** start Dataset excerpts **

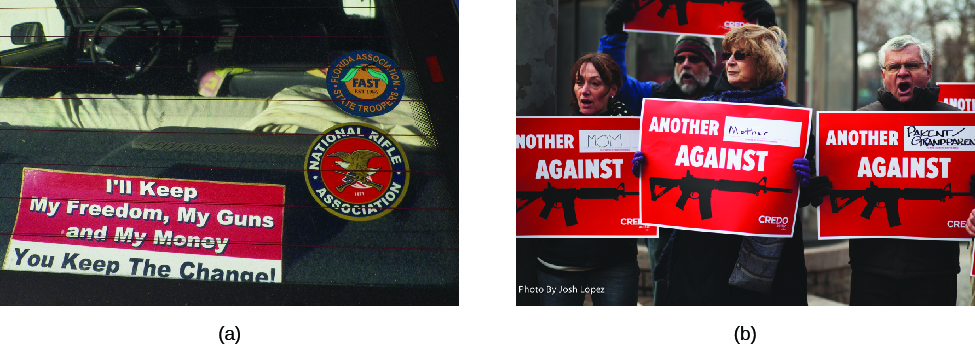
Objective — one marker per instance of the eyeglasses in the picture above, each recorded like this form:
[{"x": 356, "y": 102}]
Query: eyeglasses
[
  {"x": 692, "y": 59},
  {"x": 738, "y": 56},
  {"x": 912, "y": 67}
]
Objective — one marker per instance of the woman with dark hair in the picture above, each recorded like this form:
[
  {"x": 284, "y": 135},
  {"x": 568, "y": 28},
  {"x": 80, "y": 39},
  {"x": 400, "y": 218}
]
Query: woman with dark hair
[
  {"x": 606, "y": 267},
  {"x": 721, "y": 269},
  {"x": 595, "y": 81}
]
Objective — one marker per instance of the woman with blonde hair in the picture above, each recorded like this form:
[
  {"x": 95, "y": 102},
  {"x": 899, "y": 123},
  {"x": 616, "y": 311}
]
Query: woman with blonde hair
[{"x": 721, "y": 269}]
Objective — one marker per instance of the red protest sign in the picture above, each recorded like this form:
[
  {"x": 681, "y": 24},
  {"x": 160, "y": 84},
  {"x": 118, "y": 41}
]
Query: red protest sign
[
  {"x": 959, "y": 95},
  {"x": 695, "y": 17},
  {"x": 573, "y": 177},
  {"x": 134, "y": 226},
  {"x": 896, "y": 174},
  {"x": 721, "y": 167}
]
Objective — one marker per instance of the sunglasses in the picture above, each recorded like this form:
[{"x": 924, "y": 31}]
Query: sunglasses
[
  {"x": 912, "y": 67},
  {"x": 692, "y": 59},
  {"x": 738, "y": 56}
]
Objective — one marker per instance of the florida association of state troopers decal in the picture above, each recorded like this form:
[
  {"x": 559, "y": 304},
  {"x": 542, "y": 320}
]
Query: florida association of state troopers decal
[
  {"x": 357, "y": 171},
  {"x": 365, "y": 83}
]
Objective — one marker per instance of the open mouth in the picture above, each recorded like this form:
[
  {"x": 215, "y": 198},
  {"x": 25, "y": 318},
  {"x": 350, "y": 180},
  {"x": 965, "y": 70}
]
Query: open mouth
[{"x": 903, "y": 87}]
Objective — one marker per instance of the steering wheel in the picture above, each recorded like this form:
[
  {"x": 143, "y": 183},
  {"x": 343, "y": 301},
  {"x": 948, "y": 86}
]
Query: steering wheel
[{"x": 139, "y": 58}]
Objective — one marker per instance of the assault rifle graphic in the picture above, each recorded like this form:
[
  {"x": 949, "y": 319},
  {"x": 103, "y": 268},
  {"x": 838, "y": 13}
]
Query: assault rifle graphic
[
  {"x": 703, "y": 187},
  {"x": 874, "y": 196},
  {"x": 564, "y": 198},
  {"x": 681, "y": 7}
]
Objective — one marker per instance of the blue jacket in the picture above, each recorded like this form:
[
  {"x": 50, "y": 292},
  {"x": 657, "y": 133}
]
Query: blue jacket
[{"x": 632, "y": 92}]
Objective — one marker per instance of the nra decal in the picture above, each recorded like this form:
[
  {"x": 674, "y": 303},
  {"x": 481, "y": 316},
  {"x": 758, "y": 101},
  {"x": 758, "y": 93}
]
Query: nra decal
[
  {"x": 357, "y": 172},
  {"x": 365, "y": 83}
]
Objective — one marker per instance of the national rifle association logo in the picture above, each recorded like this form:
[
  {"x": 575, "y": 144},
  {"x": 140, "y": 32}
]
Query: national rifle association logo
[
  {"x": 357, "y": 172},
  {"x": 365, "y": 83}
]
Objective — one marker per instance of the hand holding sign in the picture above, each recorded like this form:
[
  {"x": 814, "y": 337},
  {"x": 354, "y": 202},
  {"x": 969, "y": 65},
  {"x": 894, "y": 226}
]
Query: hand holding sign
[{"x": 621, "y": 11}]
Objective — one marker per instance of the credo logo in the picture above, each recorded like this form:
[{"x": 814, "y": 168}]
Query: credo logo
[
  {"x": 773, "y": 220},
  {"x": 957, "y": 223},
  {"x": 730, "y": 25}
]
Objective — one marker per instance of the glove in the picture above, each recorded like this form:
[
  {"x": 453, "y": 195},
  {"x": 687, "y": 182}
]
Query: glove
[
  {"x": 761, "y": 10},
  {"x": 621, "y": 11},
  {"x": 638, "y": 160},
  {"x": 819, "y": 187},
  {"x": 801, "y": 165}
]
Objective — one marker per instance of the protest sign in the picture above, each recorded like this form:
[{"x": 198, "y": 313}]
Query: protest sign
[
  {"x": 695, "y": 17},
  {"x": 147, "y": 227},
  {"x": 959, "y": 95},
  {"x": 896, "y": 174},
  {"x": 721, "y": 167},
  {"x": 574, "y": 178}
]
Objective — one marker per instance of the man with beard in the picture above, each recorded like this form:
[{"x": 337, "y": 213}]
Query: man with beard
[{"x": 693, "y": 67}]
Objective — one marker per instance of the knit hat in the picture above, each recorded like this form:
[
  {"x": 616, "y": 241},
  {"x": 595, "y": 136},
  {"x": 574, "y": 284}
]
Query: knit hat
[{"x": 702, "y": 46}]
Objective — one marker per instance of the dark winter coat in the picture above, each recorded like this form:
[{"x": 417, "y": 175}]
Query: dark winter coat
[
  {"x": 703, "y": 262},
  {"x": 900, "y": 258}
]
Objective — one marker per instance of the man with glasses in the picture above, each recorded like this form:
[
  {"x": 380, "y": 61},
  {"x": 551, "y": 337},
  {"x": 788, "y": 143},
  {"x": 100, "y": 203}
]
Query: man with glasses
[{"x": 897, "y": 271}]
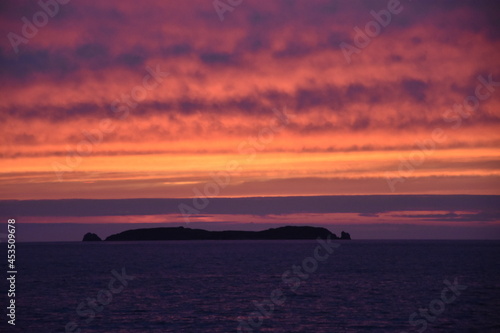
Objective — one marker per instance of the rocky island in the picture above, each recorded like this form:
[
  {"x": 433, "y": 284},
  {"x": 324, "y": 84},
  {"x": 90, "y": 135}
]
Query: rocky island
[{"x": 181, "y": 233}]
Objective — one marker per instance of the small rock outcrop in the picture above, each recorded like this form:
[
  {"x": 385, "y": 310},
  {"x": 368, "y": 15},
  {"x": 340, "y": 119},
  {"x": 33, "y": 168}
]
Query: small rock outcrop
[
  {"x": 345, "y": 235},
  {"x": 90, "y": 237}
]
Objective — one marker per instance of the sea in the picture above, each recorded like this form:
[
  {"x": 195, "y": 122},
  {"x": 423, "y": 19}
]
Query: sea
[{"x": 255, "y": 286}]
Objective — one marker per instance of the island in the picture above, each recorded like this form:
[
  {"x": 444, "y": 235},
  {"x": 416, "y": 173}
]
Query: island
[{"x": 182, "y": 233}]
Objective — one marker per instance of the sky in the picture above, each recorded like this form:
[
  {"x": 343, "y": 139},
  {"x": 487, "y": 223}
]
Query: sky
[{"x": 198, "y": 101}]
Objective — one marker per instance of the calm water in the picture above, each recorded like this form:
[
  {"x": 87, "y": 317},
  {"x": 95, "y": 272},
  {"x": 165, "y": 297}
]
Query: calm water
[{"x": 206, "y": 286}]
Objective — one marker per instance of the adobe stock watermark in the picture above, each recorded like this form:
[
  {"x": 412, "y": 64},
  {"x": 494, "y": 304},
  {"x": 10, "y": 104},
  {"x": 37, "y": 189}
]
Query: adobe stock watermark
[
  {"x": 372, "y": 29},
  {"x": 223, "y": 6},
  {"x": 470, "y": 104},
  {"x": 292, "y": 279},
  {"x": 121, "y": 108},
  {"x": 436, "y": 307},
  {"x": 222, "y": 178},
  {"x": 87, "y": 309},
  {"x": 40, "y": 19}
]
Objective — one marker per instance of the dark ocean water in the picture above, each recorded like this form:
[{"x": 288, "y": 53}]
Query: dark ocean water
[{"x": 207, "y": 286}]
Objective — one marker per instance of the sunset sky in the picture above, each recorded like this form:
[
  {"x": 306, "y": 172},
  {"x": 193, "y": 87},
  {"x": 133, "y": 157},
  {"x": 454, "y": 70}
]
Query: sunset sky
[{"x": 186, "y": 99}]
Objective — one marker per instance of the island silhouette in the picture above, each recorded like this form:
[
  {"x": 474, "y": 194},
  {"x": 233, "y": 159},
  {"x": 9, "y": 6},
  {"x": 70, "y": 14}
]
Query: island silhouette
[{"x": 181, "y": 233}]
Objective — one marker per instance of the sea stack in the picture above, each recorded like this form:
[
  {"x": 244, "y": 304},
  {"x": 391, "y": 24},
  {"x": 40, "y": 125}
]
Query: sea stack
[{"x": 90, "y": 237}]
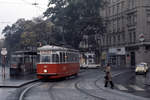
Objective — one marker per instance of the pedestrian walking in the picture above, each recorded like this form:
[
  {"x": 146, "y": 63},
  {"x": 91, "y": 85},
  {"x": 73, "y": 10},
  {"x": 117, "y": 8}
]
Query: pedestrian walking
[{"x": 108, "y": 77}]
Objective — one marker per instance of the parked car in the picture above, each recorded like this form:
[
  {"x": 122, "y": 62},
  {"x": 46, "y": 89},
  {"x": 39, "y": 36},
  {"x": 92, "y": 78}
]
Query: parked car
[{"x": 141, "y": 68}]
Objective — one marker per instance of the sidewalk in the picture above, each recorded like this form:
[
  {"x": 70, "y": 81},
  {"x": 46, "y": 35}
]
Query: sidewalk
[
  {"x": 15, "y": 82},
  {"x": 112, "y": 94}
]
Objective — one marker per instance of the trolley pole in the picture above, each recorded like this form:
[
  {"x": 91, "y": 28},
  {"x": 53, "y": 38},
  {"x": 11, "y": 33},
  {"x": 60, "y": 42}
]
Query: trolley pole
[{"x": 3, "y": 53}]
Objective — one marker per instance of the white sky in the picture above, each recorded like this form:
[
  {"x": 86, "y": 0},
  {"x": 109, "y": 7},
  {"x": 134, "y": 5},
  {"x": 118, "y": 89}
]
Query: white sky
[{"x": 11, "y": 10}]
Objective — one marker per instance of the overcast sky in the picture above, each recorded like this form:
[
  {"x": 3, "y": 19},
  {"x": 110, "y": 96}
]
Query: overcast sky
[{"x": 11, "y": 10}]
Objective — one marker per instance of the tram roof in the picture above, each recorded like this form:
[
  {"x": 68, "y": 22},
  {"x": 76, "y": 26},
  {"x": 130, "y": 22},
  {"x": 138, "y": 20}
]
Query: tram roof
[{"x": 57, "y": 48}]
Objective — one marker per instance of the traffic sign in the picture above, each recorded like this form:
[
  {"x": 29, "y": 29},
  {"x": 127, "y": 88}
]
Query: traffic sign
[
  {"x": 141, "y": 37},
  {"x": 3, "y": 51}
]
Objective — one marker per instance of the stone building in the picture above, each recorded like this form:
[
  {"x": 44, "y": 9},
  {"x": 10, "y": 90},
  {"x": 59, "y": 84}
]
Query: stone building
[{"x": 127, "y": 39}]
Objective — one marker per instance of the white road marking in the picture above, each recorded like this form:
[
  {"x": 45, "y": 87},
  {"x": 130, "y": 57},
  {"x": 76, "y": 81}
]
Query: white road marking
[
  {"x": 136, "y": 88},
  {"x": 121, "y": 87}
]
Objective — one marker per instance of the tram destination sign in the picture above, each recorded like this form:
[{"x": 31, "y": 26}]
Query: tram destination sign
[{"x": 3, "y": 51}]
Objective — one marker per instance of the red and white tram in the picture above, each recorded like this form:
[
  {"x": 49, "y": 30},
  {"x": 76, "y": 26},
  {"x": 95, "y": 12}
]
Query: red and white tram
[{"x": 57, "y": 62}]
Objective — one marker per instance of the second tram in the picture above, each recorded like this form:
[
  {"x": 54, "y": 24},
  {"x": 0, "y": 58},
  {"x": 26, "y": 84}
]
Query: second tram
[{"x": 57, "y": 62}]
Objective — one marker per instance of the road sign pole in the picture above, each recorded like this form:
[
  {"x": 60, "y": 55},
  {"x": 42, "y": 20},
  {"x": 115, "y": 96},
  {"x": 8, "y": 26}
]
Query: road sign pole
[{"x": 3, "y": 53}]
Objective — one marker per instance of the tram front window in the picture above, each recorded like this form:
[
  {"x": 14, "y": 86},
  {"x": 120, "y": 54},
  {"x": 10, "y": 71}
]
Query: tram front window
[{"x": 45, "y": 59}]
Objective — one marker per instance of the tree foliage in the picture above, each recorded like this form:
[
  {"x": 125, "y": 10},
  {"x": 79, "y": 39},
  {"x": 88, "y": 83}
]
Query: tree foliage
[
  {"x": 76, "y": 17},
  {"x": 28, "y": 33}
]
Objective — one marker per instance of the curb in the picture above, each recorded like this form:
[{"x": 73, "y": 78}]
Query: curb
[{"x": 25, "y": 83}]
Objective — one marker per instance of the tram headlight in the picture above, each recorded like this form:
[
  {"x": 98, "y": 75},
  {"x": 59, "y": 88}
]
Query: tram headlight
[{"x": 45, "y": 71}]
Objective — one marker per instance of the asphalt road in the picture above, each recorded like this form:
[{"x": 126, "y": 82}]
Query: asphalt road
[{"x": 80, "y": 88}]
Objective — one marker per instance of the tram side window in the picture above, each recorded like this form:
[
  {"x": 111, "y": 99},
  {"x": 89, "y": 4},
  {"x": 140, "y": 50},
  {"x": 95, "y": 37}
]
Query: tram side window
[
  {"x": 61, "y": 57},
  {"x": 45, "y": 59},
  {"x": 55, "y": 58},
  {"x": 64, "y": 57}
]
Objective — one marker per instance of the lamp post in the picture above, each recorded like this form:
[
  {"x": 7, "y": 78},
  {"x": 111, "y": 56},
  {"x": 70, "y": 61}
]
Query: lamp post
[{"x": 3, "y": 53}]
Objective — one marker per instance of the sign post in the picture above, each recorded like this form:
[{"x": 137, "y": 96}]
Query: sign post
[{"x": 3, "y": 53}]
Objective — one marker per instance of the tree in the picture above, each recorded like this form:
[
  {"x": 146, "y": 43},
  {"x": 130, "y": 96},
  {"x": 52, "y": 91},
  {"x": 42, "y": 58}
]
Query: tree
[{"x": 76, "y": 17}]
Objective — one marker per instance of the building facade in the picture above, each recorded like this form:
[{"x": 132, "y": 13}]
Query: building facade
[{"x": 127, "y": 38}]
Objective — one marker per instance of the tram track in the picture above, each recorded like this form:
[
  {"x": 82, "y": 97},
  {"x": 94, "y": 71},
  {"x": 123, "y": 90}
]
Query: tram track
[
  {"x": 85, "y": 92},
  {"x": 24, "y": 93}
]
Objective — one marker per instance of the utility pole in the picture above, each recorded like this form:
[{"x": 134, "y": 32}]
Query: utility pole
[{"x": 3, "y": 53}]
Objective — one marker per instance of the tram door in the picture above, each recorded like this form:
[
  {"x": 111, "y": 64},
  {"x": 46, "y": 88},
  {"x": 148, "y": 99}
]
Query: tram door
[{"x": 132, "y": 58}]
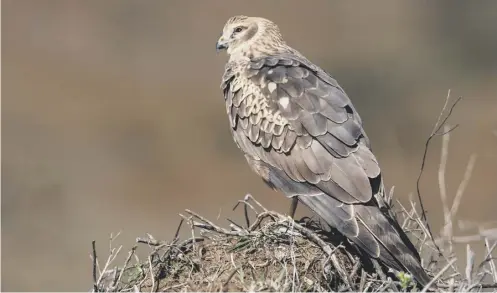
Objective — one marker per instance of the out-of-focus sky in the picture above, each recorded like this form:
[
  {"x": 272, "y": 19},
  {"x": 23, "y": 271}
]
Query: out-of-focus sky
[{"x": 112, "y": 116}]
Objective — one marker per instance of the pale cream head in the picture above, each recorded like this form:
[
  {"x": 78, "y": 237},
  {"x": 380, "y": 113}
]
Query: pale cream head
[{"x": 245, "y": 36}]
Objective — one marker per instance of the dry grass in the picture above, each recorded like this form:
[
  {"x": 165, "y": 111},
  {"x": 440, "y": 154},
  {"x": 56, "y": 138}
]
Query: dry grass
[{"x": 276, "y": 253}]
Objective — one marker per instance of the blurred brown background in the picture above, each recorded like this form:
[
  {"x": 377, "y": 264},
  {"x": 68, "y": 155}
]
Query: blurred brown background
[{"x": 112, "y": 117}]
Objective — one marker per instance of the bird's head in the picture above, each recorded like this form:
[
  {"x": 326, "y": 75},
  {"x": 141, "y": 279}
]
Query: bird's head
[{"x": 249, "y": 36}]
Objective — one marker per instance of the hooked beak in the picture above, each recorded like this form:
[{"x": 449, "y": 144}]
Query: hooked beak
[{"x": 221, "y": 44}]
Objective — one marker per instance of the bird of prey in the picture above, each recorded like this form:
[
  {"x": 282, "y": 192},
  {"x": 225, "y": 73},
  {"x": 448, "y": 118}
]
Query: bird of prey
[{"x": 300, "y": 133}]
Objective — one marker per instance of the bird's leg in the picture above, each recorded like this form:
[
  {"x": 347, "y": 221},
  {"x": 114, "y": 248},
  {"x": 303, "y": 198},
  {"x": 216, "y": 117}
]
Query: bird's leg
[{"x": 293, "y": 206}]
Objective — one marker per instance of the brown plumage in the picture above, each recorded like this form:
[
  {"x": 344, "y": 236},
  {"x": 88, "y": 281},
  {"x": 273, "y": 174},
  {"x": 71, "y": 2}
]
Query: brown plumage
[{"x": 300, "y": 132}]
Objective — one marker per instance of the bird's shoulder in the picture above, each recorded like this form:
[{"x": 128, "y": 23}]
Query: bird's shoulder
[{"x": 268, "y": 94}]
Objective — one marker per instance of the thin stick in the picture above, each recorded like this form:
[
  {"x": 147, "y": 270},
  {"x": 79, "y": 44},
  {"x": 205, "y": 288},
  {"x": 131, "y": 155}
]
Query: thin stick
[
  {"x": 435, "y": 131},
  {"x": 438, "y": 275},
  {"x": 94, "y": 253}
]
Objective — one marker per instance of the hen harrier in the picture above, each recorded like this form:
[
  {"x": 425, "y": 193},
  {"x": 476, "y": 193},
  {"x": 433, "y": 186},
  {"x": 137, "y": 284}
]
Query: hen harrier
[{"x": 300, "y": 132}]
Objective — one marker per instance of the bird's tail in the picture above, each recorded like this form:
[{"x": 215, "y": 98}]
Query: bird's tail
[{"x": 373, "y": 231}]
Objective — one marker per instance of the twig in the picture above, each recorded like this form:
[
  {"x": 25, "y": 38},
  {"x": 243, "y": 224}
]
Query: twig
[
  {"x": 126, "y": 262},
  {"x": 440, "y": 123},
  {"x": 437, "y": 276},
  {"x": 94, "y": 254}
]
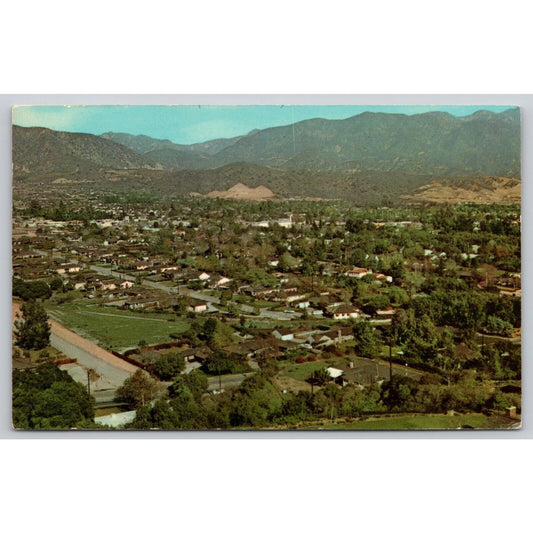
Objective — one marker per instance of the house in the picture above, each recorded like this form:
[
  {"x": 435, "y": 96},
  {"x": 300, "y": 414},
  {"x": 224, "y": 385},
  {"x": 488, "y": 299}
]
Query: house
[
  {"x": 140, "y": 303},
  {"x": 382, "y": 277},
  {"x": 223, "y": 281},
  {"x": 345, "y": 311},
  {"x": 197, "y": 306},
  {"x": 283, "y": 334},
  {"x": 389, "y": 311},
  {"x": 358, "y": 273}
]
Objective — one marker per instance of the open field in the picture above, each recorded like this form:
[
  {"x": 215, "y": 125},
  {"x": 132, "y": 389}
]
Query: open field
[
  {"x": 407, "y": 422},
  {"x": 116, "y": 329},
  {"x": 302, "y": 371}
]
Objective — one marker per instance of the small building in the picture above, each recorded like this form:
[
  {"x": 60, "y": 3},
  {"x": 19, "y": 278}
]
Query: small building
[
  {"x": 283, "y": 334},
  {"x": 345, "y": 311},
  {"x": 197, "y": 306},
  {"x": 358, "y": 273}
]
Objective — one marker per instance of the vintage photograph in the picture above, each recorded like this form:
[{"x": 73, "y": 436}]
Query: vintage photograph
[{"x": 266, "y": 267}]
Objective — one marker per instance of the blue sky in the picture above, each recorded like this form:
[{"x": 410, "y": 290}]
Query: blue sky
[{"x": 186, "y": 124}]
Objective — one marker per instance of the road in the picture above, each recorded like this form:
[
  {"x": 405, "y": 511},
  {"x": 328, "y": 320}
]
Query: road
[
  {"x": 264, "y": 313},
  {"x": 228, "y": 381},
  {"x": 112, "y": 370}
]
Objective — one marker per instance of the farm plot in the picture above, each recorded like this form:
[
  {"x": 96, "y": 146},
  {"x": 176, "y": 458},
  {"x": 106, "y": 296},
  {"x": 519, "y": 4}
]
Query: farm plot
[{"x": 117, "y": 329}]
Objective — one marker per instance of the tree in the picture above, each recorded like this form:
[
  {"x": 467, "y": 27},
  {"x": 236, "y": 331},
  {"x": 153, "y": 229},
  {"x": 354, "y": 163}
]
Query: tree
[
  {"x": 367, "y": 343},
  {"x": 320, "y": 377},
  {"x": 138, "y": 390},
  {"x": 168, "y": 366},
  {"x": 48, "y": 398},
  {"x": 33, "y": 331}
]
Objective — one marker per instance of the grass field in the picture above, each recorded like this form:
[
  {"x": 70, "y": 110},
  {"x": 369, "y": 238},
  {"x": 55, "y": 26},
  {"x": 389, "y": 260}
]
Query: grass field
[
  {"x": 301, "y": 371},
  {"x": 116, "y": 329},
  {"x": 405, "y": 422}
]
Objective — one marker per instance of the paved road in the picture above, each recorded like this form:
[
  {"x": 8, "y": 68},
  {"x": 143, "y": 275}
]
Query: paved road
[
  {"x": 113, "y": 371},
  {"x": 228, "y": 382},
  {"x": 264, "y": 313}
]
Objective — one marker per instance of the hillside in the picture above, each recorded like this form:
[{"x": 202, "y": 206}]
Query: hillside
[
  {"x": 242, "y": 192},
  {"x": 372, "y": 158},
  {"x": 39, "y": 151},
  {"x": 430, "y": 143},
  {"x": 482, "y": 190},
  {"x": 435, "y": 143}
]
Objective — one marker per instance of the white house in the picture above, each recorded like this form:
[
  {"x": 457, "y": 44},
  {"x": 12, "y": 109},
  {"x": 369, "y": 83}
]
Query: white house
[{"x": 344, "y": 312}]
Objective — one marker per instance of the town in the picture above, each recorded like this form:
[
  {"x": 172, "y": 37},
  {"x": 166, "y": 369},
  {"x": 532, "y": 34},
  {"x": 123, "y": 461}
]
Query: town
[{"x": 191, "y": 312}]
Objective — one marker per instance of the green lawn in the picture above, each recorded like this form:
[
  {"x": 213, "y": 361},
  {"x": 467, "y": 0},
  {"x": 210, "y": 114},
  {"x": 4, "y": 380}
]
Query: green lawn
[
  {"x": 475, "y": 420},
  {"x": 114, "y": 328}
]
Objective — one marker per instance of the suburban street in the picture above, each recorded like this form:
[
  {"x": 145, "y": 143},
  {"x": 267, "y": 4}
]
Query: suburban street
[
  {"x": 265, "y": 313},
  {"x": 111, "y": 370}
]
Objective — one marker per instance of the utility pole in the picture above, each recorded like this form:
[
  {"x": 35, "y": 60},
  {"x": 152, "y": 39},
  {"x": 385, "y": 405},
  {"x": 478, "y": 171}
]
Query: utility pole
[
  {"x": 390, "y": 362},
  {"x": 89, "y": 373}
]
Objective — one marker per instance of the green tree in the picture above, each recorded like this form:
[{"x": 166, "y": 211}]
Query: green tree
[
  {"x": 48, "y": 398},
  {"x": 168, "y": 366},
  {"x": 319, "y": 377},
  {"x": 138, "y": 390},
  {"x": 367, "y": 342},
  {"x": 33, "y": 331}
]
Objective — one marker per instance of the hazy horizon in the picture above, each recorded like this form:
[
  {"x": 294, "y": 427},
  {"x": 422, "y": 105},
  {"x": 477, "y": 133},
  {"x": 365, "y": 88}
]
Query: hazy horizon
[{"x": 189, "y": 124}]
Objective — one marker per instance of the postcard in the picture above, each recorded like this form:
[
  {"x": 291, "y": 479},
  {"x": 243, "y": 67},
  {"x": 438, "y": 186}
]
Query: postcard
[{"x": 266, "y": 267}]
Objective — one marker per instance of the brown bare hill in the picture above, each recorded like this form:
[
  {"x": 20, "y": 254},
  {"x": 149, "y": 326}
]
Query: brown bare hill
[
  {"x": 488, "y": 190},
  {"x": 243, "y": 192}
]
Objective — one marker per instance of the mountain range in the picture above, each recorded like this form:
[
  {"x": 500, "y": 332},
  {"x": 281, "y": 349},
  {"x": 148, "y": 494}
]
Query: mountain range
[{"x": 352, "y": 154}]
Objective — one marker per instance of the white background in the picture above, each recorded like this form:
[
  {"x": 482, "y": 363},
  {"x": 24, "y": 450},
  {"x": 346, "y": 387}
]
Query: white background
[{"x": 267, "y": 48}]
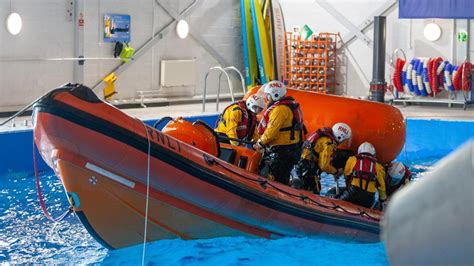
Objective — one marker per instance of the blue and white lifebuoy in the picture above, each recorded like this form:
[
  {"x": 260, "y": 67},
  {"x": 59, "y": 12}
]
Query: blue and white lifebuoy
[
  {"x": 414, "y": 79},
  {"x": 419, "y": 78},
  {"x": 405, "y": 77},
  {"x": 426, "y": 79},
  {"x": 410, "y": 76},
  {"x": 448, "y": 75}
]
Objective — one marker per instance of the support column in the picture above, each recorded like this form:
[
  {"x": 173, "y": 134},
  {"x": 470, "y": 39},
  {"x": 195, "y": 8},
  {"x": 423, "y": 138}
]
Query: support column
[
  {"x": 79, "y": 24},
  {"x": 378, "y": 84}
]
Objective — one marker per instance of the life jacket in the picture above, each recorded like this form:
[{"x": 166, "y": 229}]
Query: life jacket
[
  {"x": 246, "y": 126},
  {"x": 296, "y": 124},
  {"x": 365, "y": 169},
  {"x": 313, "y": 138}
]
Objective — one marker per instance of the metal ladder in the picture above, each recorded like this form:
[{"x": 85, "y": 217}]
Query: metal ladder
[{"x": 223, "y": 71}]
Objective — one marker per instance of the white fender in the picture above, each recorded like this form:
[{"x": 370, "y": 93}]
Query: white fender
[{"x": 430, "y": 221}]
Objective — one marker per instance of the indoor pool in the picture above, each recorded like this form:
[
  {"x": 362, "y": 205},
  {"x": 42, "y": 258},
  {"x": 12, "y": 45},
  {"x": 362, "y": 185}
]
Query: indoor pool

** end Dataset excerpts **

§ **Work to do**
Could you give the records again, from the line containing "Objective — one marker per instance of the white background" through the end of the records, with "marker" swapped for "point" everywhere and nothing else changed, omitting the pictures?

§ **Expected answer**
Objective — one point per instance of the white background in the picture above, each recorded like this form:
[
  {"x": 482, "y": 363},
  {"x": 24, "y": 450},
  {"x": 346, "y": 387}
]
Query: white background
[{"x": 267, "y": 48}]
Objective — one point per instance of the blue and white lifebuoy in the picture above, each recorded like this form:
[
  {"x": 260, "y": 67},
  {"x": 59, "y": 12}
]
Query: blue and white lifebuoy
[
  {"x": 414, "y": 79},
  {"x": 419, "y": 78},
  {"x": 405, "y": 77},
  {"x": 426, "y": 79},
  {"x": 410, "y": 76},
  {"x": 448, "y": 75}
]
Objective — one point per instance of the support column in the picture above, each recorded like this form:
[
  {"x": 173, "y": 134},
  {"x": 470, "y": 39},
  {"x": 195, "y": 8},
  {"x": 423, "y": 138}
]
Query: support column
[
  {"x": 79, "y": 24},
  {"x": 378, "y": 84}
]
Objective — one point per instance of the life jacket in the picture above, each recorded like this form:
[{"x": 166, "y": 229}]
Query: life jacket
[
  {"x": 246, "y": 126},
  {"x": 296, "y": 124},
  {"x": 365, "y": 169},
  {"x": 313, "y": 138}
]
Objective — one point per instance of the metal ladder in the picture above, each recorded like this form:
[{"x": 85, "y": 217}]
Query: metal ladder
[{"x": 223, "y": 71}]
Objective — one point per instance of the white fender in the picture above, each recorded like this form:
[{"x": 370, "y": 93}]
Query: white fender
[{"x": 430, "y": 221}]
Objective — one point per instance of the indoor pool in the picture above, each recorded like this form:
[
  {"x": 362, "y": 205},
  {"x": 42, "y": 258},
  {"x": 12, "y": 45},
  {"x": 362, "y": 185}
]
Query: indoor pool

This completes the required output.